▶ [WORK INSTRUCTIONS]:
1. According to the write-up on ceramic artists, in which city is Rachael Kroeker based?
2. Continue the write-up on ceramic artists from its last sentence onward.

▶ [READING PASSAGE]:
start

Ceramic pendant lamp with Misty Mountain pattern
Photo via Rachael Kroeker

For beautifully handcrafted tableware and lighting, look no further than Winnipeg-based ceramist Rachael Kroeker. We particularly love her Misty Mountain series, featuring a soothing gradient of blue casting slip that evokes the mountains and the sea. She’s also known for her signature marbled cups, bowls, and jewellery. You can find Rachael’s work in the online Gardiner Shop or through her website.

Janet Macpherson

Large deer head and small deer decorated with sgraffito
Photo via Janet Macpherson

Janet Macpherson’s 2017 acclaimed exhibition A Canadian Bestiary at the Gardiner Museum remains one of our most talk-about shows. Janet is known for her slip-cast porcelain creatures and her deft use of sgraffito, a technique in which a surface layer is incised to reveal a ground of contrasting colour. Endearing and unsettling at the same time, her work is immediately recognizable and beloved by visitors and collectors alike.

Eiko Maeda

Nerikomi porcelain bowl
Photo via Eiko Maeda

Japanese-Canadian ceramist Eiko Maeda has captured the attention of pottery lovers with her use of nerikomi, a decorative process from Japan that involves stacking colored clay and then slicing through it to reveal a pattern. You can watch Eiko demonstrate this mesmerizing process in a video produced by CBC Arts in 2017. Eiko shares photos of her elegant bowls and vessels on her Instagram page, often with beams of light streaming through the delicate porcelain. The online Gardiner Shop features a wonderful selection of her pieces, and they never last long on the shelves.

end

▶ [DATA]:
start

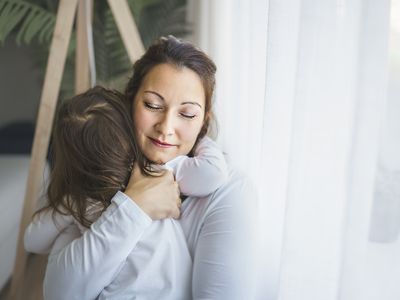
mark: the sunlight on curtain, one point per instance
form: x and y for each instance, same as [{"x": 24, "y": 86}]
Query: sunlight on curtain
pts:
[{"x": 308, "y": 107}]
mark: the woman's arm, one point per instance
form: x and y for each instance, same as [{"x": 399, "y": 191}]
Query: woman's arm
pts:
[
  {"x": 221, "y": 236},
  {"x": 43, "y": 230},
  {"x": 81, "y": 269},
  {"x": 202, "y": 174}
]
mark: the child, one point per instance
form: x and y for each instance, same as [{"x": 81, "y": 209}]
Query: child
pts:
[{"x": 94, "y": 150}]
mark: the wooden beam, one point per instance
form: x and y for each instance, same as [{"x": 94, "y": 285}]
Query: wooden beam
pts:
[
  {"x": 48, "y": 101},
  {"x": 127, "y": 28},
  {"x": 82, "y": 82}
]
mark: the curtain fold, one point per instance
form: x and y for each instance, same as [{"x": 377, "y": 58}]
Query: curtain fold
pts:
[{"x": 303, "y": 90}]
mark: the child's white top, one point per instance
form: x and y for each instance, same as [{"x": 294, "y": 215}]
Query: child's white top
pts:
[{"x": 157, "y": 263}]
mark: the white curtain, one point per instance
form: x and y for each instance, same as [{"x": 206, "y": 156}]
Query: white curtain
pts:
[{"x": 308, "y": 102}]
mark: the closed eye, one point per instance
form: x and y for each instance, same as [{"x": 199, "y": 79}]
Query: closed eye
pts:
[
  {"x": 152, "y": 106},
  {"x": 188, "y": 116}
]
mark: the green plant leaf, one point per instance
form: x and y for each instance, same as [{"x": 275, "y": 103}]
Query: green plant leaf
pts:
[{"x": 28, "y": 20}]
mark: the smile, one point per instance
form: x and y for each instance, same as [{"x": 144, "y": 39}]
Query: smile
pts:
[{"x": 160, "y": 144}]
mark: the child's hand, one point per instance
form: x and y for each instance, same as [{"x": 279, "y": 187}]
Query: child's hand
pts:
[{"x": 157, "y": 196}]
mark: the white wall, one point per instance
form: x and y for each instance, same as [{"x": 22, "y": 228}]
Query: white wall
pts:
[{"x": 19, "y": 84}]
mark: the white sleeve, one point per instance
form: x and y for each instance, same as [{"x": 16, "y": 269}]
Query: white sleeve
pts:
[
  {"x": 202, "y": 174},
  {"x": 43, "y": 230},
  {"x": 89, "y": 263},
  {"x": 224, "y": 264}
]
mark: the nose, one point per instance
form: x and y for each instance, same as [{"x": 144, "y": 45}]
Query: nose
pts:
[{"x": 166, "y": 125}]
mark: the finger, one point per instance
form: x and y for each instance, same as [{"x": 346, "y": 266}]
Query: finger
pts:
[
  {"x": 179, "y": 202},
  {"x": 168, "y": 174}
]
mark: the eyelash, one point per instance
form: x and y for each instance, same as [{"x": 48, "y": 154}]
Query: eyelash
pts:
[{"x": 158, "y": 108}]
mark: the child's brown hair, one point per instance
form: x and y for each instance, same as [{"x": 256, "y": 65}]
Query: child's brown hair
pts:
[{"x": 93, "y": 151}]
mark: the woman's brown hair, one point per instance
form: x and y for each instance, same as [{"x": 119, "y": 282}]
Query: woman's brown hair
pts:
[
  {"x": 179, "y": 54},
  {"x": 93, "y": 150}
]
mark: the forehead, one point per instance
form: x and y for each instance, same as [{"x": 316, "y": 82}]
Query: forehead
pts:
[{"x": 174, "y": 83}]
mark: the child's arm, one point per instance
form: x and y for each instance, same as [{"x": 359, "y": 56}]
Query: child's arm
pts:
[
  {"x": 202, "y": 174},
  {"x": 43, "y": 230}
]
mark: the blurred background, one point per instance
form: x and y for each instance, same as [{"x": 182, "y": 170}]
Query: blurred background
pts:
[{"x": 308, "y": 105}]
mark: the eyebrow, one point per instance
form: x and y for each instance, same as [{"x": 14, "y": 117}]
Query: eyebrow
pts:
[{"x": 183, "y": 103}]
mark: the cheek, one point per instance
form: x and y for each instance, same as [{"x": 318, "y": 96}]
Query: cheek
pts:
[
  {"x": 142, "y": 120},
  {"x": 189, "y": 133}
]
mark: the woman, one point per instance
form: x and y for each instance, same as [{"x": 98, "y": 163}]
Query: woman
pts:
[{"x": 171, "y": 91}]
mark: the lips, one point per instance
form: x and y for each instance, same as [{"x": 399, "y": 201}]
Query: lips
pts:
[{"x": 161, "y": 144}]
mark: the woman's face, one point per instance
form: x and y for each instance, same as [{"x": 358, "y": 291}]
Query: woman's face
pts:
[{"x": 168, "y": 112}]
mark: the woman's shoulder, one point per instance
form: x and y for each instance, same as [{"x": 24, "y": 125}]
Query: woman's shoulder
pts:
[{"x": 237, "y": 189}]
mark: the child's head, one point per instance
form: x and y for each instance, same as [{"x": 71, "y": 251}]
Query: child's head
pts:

end

▶ [RESULTS OF THE EXERCISE]:
1. Winnipeg

2.
Heidi McKenzie

Vintage photographs printed on ceramic blocks
Photo via Heidi McKenzie

A Toronto-based ceramic artist and arts journalist, Heidi McKenzie once apprenticed in her father’s ancestral home at the foothills of the Himalayas with India’s foremost studio potter, Mini Singh. In 2019, the Gardiner Shop held a solo exhibition of her work titled Family Matters featuring photographic images on clay that spoke to her mixed Indo-Trinidadian/Irish-American heritage. In 2020, we paid a virtual visit to Heidi’s home studio as part of our “3 Works” artist series (watch it online). We love to follow her progress on Instagram as she experiments with innovative techniques for printing on ceramics.

Lindsay Montgomery

Charger with the image of a woman-dragon hybrid
Photo via Lindsay Montgomery

Lindsay Montgomery’s ceramics are not for the faint of heart. Fiery and grotesque, her astoundingly detailed works are populated by goblins, witches, and demons. In an interview with Canadian Art Magazine, Lindsay discussed the influence of Italian Renaissance Maiolica in her practice and her desire to bring a contemporary feminist perspective to this centuries-old craft. Also a respected educator, Lindsay has taught at the Gardiner Museum, Sheridan College, and Concordia University. In 2018, she was the recipient of the prestigious Winifred Shantz Award, presented annually by the Canadian Clay & Glass Gallery. You might just want to avoid scrolling through her feed before bed.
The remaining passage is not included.